* Work request *
With the pictures omitted, write out all of the listing exactly.

* Exercise data *

*** Begin section ***

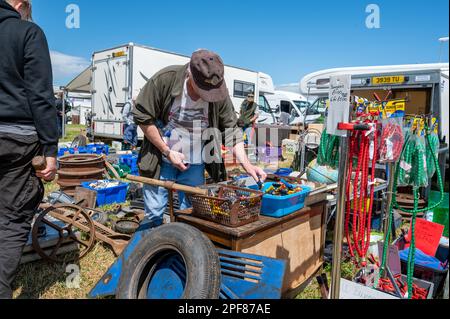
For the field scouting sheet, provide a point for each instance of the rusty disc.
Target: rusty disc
(73, 225)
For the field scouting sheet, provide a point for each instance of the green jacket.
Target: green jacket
(154, 103)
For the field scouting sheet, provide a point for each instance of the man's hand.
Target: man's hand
(49, 173)
(177, 159)
(256, 172)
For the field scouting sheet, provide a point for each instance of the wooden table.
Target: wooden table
(298, 238)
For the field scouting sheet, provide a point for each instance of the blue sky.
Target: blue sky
(286, 38)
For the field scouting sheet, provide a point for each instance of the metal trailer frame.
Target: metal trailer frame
(244, 276)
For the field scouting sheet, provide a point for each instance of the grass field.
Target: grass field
(72, 131)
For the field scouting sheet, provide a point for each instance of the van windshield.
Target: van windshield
(302, 104)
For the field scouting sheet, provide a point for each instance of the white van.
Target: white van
(294, 104)
(119, 73)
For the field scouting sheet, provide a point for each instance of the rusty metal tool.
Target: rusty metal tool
(169, 185)
(74, 226)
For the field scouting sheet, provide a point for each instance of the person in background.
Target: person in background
(61, 109)
(130, 138)
(248, 116)
(174, 106)
(28, 128)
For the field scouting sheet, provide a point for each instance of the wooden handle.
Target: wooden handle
(39, 163)
(168, 185)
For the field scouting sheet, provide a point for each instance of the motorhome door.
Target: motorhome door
(111, 88)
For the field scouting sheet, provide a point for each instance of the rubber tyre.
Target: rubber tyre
(201, 261)
(100, 217)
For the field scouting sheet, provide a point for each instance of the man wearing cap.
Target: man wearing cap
(185, 112)
(248, 116)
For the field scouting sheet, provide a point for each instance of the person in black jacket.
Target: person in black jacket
(27, 128)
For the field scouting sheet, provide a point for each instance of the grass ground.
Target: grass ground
(72, 131)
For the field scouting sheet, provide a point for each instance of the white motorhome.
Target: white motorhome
(120, 73)
(425, 86)
(293, 103)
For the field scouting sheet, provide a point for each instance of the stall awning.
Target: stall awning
(82, 83)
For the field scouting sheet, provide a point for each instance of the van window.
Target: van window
(285, 106)
(242, 89)
(263, 104)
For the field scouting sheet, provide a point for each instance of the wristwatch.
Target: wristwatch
(166, 153)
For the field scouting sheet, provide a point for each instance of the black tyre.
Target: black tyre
(193, 258)
(100, 217)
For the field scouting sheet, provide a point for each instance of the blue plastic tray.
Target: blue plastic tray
(112, 195)
(280, 206)
(130, 161)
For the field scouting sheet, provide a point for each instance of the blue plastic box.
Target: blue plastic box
(280, 206)
(98, 149)
(130, 161)
(112, 195)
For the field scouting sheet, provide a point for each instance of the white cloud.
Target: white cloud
(66, 66)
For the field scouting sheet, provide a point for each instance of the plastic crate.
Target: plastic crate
(437, 277)
(223, 210)
(131, 161)
(280, 206)
(111, 195)
(284, 172)
(98, 149)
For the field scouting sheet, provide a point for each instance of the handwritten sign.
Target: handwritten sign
(353, 290)
(394, 262)
(428, 236)
(339, 110)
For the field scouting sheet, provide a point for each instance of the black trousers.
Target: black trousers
(20, 195)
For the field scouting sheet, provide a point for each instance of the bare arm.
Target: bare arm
(151, 132)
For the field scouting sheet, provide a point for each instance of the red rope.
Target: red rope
(359, 239)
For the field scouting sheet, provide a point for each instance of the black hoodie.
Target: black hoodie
(26, 88)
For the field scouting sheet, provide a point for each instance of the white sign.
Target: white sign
(353, 290)
(339, 110)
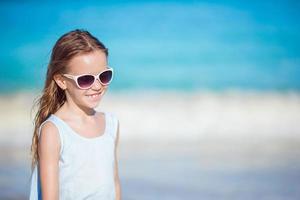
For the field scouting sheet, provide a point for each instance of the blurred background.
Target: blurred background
(207, 93)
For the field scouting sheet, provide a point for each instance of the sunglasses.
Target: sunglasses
(86, 81)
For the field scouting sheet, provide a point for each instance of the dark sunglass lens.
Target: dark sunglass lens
(105, 77)
(85, 81)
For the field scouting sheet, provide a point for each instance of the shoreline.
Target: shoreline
(176, 116)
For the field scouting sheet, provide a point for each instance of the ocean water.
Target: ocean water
(160, 45)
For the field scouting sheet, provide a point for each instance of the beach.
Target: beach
(179, 145)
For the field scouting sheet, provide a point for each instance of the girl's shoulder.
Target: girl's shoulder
(112, 123)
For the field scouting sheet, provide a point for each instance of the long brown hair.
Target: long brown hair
(70, 44)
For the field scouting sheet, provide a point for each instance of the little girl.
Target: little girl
(74, 147)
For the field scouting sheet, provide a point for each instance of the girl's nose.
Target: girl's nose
(97, 85)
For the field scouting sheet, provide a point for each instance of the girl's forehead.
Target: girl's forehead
(91, 63)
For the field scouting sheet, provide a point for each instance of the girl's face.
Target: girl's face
(90, 63)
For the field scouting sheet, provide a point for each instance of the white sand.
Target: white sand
(176, 116)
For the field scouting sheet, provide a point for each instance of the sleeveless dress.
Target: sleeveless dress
(86, 165)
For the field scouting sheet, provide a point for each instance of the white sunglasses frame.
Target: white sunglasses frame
(96, 77)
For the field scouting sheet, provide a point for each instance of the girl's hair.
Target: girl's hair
(69, 45)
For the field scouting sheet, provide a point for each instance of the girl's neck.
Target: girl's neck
(72, 109)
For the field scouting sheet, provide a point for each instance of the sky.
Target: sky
(161, 45)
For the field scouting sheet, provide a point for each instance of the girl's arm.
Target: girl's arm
(48, 149)
(116, 174)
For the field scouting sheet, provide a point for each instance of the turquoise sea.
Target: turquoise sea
(160, 45)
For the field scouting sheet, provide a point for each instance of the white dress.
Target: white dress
(86, 165)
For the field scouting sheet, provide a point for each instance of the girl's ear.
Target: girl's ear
(59, 79)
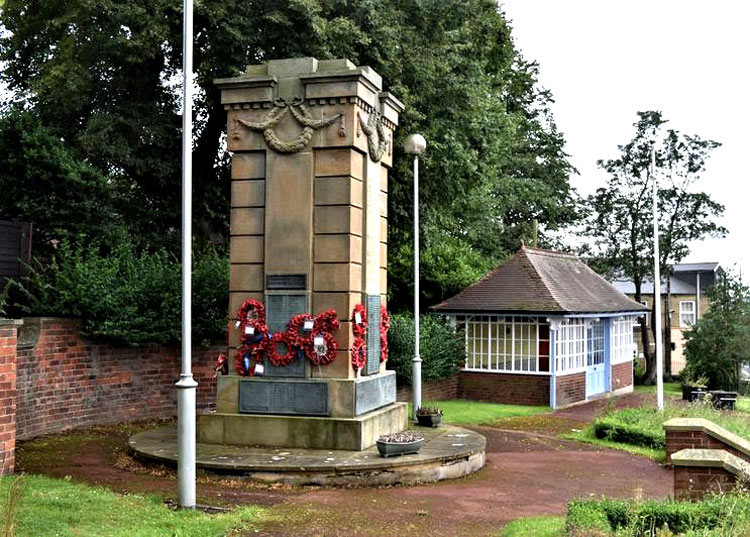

*** End section ***

* Result of this task *
For the field scouting sheet, provide a point for each instance of the rusty disc.
Target: rusty disc
(73, 225)
For the field scouting sheet, provide a point for each instance of the green jacket.
Target: green jacket
(154, 103)
For the field scouting sheet, provide a point for each instance of the man's hand.
Target: man's hand
(49, 173)
(177, 159)
(256, 172)
For the field scouting sheet, provide a point for each instance of the wooden table.
Target: wooden table
(298, 238)
For the field scouting sheet, provide a point for each instance of the blue sky.
Target: blue sky
(286, 38)
For the field scouting sheet, provide a point for each instance of the metal trailer frame.
Target: metal trailer frame
(244, 276)
For the field scouting sheet, provide a point for each instance of the grass field.
Target: grass field
(72, 131)
For the field scouting sheet, provide a point for each instance of the van windshield.
Target: van windshield
(302, 104)
For the field scouting sheet, provide a point for each instance of the white van.
Target: white van
(294, 104)
(119, 73)
For the field scouting sheet, provide a point for each instance of the rusty metal tool.
Target: rusty metal tool
(169, 185)
(74, 226)
For the field scouting sheet, provide a point for each instance of the person in background.
Target: person in background
(61, 109)
(130, 138)
(248, 116)
(174, 106)
(28, 128)
For the field scouting sheet, provide a point for each instance of the wooden handle.
Target: wooden handle
(39, 163)
(168, 185)
For the field scouting sheet, provide a point for each instance of the motorhome door.
Target: motorhome door
(111, 88)
For the field scouting sheet, provide a point for each instance of the rubber tyre.
Target: rubber tyre
(201, 261)
(100, 217)
For the field scouting sheet, provide a point for each instance of the man wearing cap.
Target: man wearing cap
(185, 112)
(248, 116)
For the field scouting sheet, provide a point for each instance of the person in black jacket.
Target: person in black jacket
(27, 128)
For the field scouting sheet, provide a point for each instance of the grass ground.
Target: grass ground
(72, 131)
For the field scouting sheet, provide a point for each instance of the white motorhome.
Target: white motorhome
(120, 73)
(425, 86)
(293, 103)
For the field scouting sheet, provide a point for each instance of the stall awning.
Target: stall awning
(82, 83)
For the field scouting sheet, provide a point for each instance of the van window.
Target: van window
(285, 106)
(242, 89)
(263, 104)
For the field scouting sheet, provide a point for each instance of the wristwatch.
Target: wristwatch
(166, 153)
For the field scouting sheet, provide a point for each instance of the black tyre.
Target: black tyre
(193, 258)
(100, 217)
For the field scouting sheet, provide a point for each instance of the blue plastic tray.
Target: blue plastic tray
(112, 195)
(280, 206)
(130, 161)
For the field scouting sheet, provide a point for each instance of the blue plastic box.
Target: blue plastic box
(280, 206)
(98, 149)
(130, 161)
(112, 195)
For the field scouting sheet, provide a point for each instance of the white cloud.
Target: white cloud
(66, 66)
For the field scouting sheet, provide a point for each instance of the plastic crate.
Target: plastic crate
(437, 277)
(223, 210)
(131, 161)
(280, 206)
(111, 195)
(284, 172)
(98, 149)
For the field scouting sheet, provide a point for each instance of the handwritten sign.
Target: handwritten sign
(353, 290)
(394, 262)
(428, 236)
(339, 110)
For the field scouting sheet, provide a point for each instance of the black trousers.
Target: black trousers
(20, 195)
For the field scouting sheet, provide a point for each instance of the bare arm.
Target: bare arm
(151, 132)
For the field scouting sheet, provide a point for each instance of the red rope.
Target: red rope
(359, 239)
For the field scouting sheet, provide a point for each instance of the black hoodie.
Target: black hoodie
(26, 88)
For the field scouting sheet, provide a point for each instance of the white sign.
Target: white sign
(353, 290)
(339, 110)
For the field scouting sheet, provide a point for each instance of the blurred background.
Target: blurred background
(207, 93)
For the field scouting sheet, provide a point for each instance of the sunglasses.
Target: sunglasses
(86, 81)
For the field scouting sheet, provide a point for each instance of the dark sunglass lens.
Target: dark sunglass lens
(105, 77)
(85, 81)
For the field scouting sheet, provide a point for each instance of the shoreline.
Target: shoreline
(176, 116)
For the field scouting sheet, provide a point for each instance of the ocean water.
Target: ocean water
(160, 45)
For the field scouting sheet, provide a point for each instance of the beach.
Target: beach
(179, 145)
For the field scouting sheet, provide a point for each instance of the girl's shoulder.
Target: girl's shoulder
(112, 123)
For the field scouting sheet, provide a point for each instance of the long brown hair.
Target: long brown hair
(70, 44)
For the field scouting sheet, provide a point for each instance of the little girl.
Target: little girl
(74, 147)
For the field scouting sheet, provide a point for each instance of the girl's nose.
Target: girl's nose
(97, 85)
For the field scouting sheet, provide a point for each instance of the girl's forehead.
Target: girl's forehead
(91, 63)
For the field scouting sheet, provide a point for each instance of the girl's face.
Target: girl's face
(90, 63)
For the field scouting sheet, provide a point for each instance of the white sand.
Target: white sand
(176, 116)
For the field scouting sheet, provide a point for each instance of the sleeveless dress.
Target: sleeveless dress
(86, 165)
For the field scouting sheet, provide a point for each instance of the white sunglasses frame.
Target: white sunglasses frame
(96, 77)
For the field scouting sheet, provide a point for each instance of the girl's hair.
Target: girl's hair
(69, 45)
For the field scouting sheet, provide a point for each instance of the girl's neck.
Target: girl's neck
(72, 109)
For the field scouting sheet, provide a point for each instance of the sky.
Target: sky
(161, 45)
For the field scouting sheet, provide a point for each instance of the girl's arm.
Target: girl's arm
(48, 149)
(116, 174)
For the field scouting sheet, provide a point for each instance of the turquoise sea.
Target: turquoise sea
(160, 45)
For the field scouting sheet, provide a point for each instance of the white dress.
Target: white dress
(86, 165)
For the field scouting sheet, provide a point for each instance of the girl's ear.
Target: girl's ear
(59, 79)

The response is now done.